YOUR GOAL » Would you repeat the entries below exactly and omit the pictures?
━━━━━ DATASET EXCERPTS ━━━━━
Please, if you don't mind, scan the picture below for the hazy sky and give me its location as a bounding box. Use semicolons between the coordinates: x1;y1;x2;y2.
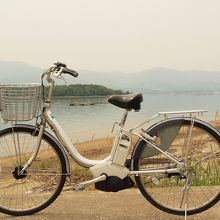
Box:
1;0;220;72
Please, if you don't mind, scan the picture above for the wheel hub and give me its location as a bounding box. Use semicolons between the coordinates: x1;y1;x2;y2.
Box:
12;166;27;180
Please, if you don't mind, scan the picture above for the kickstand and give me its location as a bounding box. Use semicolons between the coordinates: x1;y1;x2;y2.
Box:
184;190;189;220
185;203;187;220
180;174;190;220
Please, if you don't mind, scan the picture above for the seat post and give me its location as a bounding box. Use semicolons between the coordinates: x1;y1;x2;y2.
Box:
120;109;129;127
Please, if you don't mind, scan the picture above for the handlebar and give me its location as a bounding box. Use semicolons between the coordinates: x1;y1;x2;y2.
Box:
41;62;79;101
54;62;78;78
62;67;78;78
42;62;78;82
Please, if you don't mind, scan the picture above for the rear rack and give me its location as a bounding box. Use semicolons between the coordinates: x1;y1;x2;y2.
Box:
131;110;208;131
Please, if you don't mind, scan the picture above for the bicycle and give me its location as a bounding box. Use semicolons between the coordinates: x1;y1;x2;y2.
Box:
0;62;219;217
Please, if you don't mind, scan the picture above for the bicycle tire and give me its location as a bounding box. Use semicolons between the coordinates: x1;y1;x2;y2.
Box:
0;125;67;216
132;117;220;216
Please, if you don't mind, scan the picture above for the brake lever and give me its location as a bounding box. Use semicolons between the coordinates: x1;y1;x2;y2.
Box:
54;67;64;78
53;67;67;84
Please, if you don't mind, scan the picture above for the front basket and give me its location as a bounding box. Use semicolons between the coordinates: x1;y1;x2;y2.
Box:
0;84;41;122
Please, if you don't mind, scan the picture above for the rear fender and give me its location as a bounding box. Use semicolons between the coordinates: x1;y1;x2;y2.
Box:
130;117;220;170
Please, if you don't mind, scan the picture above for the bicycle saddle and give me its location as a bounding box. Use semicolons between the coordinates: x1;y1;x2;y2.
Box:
108;93;143;111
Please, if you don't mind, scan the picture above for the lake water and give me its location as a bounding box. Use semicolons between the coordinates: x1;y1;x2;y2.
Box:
1;93;220;142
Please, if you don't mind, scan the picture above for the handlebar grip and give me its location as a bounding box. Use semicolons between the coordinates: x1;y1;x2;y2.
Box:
62;67;79;78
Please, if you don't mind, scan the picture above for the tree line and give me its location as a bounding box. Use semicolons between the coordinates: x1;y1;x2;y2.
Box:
45;84;129;96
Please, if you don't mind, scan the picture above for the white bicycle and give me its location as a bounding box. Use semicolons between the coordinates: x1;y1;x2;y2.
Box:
0;62;219;216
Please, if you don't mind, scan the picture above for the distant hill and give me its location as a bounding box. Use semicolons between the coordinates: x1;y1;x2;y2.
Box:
1;60;220;93
0;60;42;83
79;68;220;92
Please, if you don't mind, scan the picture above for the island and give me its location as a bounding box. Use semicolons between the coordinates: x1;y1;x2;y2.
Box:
45;84;129;97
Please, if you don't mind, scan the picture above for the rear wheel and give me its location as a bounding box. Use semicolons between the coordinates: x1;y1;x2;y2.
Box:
0;125;67;216
133;118;220;216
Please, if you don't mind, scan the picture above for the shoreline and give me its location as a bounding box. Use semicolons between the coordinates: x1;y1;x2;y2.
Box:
52;95;110;99
75;118;220;156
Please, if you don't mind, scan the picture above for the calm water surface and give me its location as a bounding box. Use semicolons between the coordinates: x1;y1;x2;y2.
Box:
1;94;220;142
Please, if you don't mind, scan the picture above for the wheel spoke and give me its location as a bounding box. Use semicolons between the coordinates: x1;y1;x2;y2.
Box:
0;128;66;215
134;119;220;215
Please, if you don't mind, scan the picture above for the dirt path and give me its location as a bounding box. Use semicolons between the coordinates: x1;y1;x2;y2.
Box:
0;189;219;220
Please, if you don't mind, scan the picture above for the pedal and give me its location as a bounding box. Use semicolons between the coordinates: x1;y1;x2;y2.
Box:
73;184;85;191
73;174;107;191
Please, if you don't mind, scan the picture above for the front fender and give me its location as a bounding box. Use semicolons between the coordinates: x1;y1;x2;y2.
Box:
14;124;71;175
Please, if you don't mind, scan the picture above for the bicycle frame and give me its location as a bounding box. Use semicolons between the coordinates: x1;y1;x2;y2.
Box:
21;71;208;179
45;106;111;167
43;106;207;177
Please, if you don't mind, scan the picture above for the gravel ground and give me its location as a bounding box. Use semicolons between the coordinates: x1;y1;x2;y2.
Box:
0;189;219;220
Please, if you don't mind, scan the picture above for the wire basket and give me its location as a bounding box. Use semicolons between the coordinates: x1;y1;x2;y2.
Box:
0;84;41;122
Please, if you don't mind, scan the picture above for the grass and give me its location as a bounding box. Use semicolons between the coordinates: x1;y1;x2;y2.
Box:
69;163;92;183
140;158;220;189
190;160;220;186
2;123;220;191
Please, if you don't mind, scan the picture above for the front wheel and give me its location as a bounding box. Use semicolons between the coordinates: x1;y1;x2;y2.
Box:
132;118;220;216
0;125;67;216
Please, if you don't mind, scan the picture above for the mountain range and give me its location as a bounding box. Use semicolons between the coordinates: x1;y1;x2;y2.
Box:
1;60;220;93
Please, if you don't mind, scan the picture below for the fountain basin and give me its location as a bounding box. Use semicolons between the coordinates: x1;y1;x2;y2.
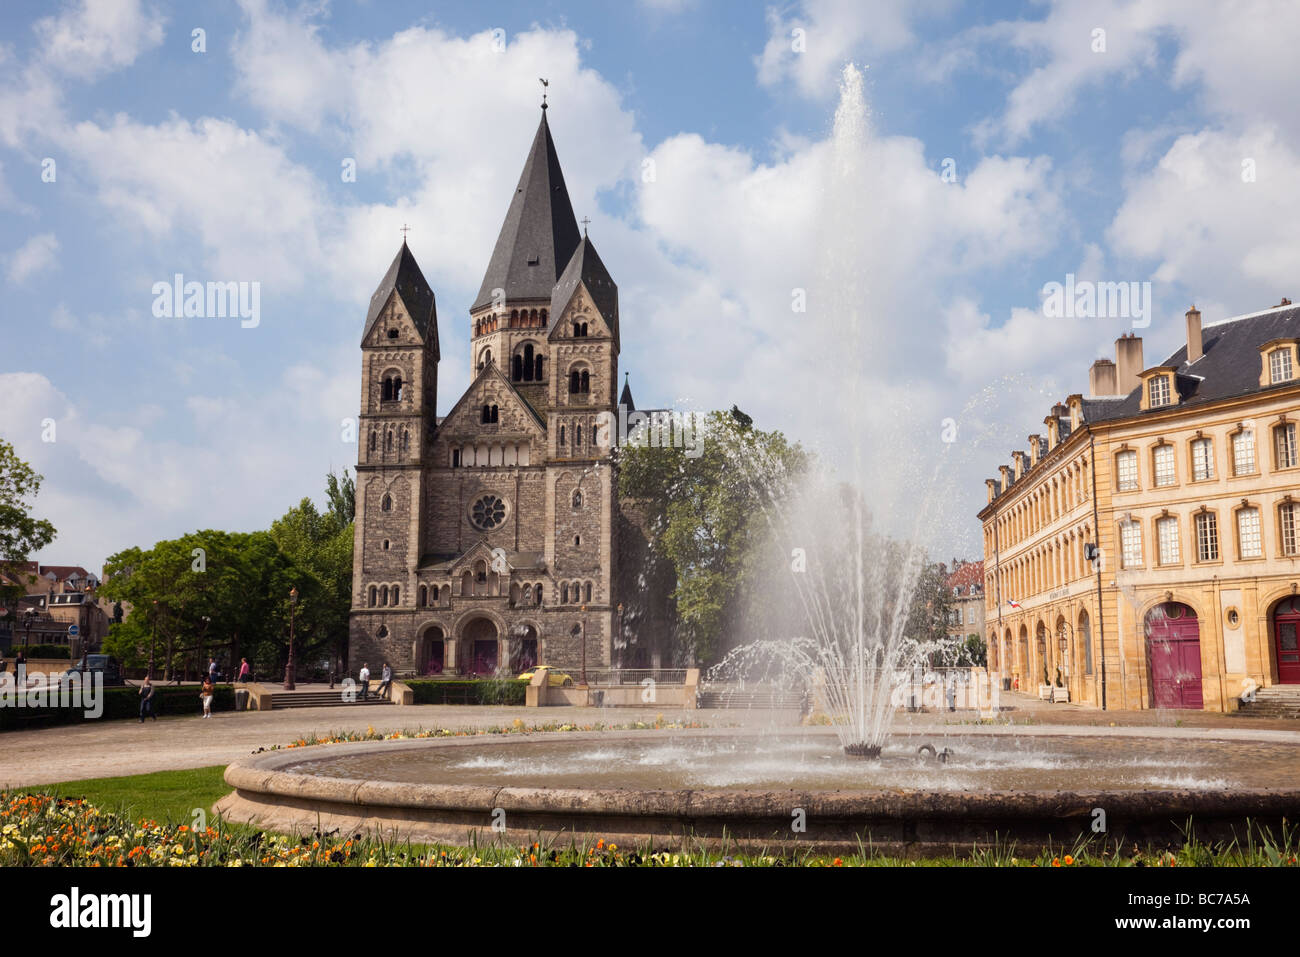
━━━━━
SOLUTION TO THIS PROBLEM »
Please, if you don't mind, scan the picture below for the hazy sky and give me its location as a bounding box. Use semicolons between the coordinates: x1;y1;x2;y2.
Box:
1;0;220;72
Please, if you don't mind, scan the picture above for the wheel hub and give me its location as a bounding box. Use semicolons between the coordinates: x1;y1;x2;y2.
Box:
12;166;27;180
Please, if you don't mind, scan the picture above for the kickstand and give me its location as a bounding box. Use semicolons between the coordinates: x1;y1;x2;y2.
Box:
184;190;189;220
185;203;187;220
180;174;190;220
Please, if you don't mind, scan the picture above for the seat post and give me its location as a bounding box. Use semicolons between the coordinates: x1;y1;x2;y2.
Box:
120;109;129;127
Please, if you don't mind, scan the picture above for the handlebar and give me its location as a bounding box. Use semicolons between the coordinates: x1;y1;x2;y2.
Box:
41;62;79;101
54;62;78;78
62;67;78;78
42;62;78;82
Please, if you don't mind, scan the picture above for the rear rack and give me its location as a bounding box. Use semicolons between the coordinates: x1;y1;x2;y2.
Box:
131;110;208;131
Please, if you don't mind, scan the picture above for the bicycle and give me its location as a bounding box. Use semicolons between the coordinates: x1;y1;x2;y2.
Box:
0;62;219;217
Please, if you don't mind, scan the picture above for the bicycle tire and give me its location as a bounding box. Use semicolons between the coordinates: x1;y1;x2;y2.
Box:
0;125;67;216
132;117;220;216
Please, if you don't mind, scan the picture above for the brake lever and give me its location as a bounding box. Use semicolons between the coordinates: x1;y1;x2;y2.
Box:
54;67;64;78
53;67;67;84
Please, if you don't mind, scan the picture above for the front basket and give me its location as a bounding box. Use semicolons between the coordinates: x1;y1;x2;y2.
Box:
0;84;41;122
Please, if you don't mind, scan the picture above for the rear fender and give me its location as a bounding box. Use semicolons between the coordinates: x1;y1;x2;y2.
Box:
130;117;220;170
Please, if you don't mind, scan the picture above for the bicycle saddle and give me its location as a bounding box. Use semicolons between the coordinates: x1;y1;x2;y2.
Box:
108;93;143;111
Please, if you don't mind, scan the picture above for the lake water and give me its location as a bounding box. Use semicolons between the coordinates: x1;y1;x2;y2.
Box:
1;93;220;142
Please, if you don't mind, scan the picture above for the handlebar grip and give me its location as a bounding box. Use semicolons between the coordinates: x1;y1;x2;y2.
Box:
62;67;79;78
Please, if you don't mind, scan the picture above for the tree line and give me its location as a bounding box. Use semicolons between the coordinates: x1;y1;x2;y2.
Box:
45;84;129;96
Please, if you don't mind, scan the picture above for the white bicycle and give me its location as a bounding box. Use semicolons between the coordinates: x1;y1;x2;y2.
Box:
0;62;219;216
Please, if you don't mind, scan the picture above for the distant hill and give me its location as a bounding box. Use semicolons between the coordinates: x1;y1;x2;y2.
Box:
1;60;220;93
0;60;42;83
79;68;220;92
Please, if you don't mind, scan the picture above for the island and give me its location as a bounding box. Use semicolons between the coordinates: x1;y1;x2;y2.
Box:
45;84;129;97
Please, if you don't mind, scan the picture above for the rear wheel and give me its location as a bounding box. Use semicolons between the coordinates: x1;y1;x2;y2.
Box:
0;125;67;216
133;118;220;216
Please, if you don't mind, scan the picture above for the shoreline and give me its location as a bounding box. Use semicolons between the coordinates: x1;y1;x2;y2.
Box:
52;95;110;99
75;118;220;156
Please, if you don't mind, scan the picture above for the calm water surface and give me its location as a bounding box. Use semicolons between the coordinates: x1;y1;x2;y2.
Box:
1;94;220;142
Please, if you don't mind, scan the picture above for the wheel spoke and give me its location as a bounding box. Use semicolons between the coordinates: x1;y1;x2;y2.
Box:
0;128;66;215
134;119;220;215
Please, if you don't mind, scan the picture above for the dirt path and give me its location as a bounding box. Use semicolons between the coordinates: x1;y1;x2;y2.
Box:
0;189;219;220
Please, if you don't mind, scan the picture above for the pedal and give me its location as a bounding box. Use semicolons between the coordinates: x1;y1;x2;y2.
Box:
73;184;85;191
73;174;107;191
Please, if you don't mind, scan the picture above for the front fender and give me its location as a bounding box. Use semicolons between the coordinates: x1;y1;x2;y2.
Box:
14;124;71;175
Please, if you don't mind, scan the picture above for the bicycle frame and give me its location as a bounding box. Use semicolons between the coordinates: x1;y1;x2;y2.
Box:
21;71;208;179
45;106;111;167
43;106;207;177
Please, if you don't mind, scan the picture above for the gravel ground and give me its location as a bounding box. Use semicolons between the coordinates: x1;y1;x2;y2.
Box:
0;189;219;220
Please, if you don't mind, scan the picture above for the wire basket and give me its location as a bounding box. Use semicolons between the coordinates: x1;y1;x2;y2.
Box:
0;84;41;122
Please, if you don't mind, scan the picture above for the grass and give me its location as a bounding box. Use semicolons between the coordinates: x1;y1;x2;y2.
Box:
69;163;92;183
140;158;220;189
190;160;220;186
2;123;220;191
Please, if you don't mind, scan the picture above for the front wheel and give me its location as a bounding box. Use semicolons between the coordinates: x1;y1;x2;y2.
Box:
132;118;220;216
0;125;67;216
Please, if you don't mind, scan the picture above for the mountain range and give me its location as a bounding box. Use semicolons between the coordinates: x1;y1;x2;y2.
Box:
1;60;220;93
Please, if you don't mind, scan the picture below for the fountain basin and give me its location as a bounding box. Use semicolons between the coordinates: x1;y1;x2;y2.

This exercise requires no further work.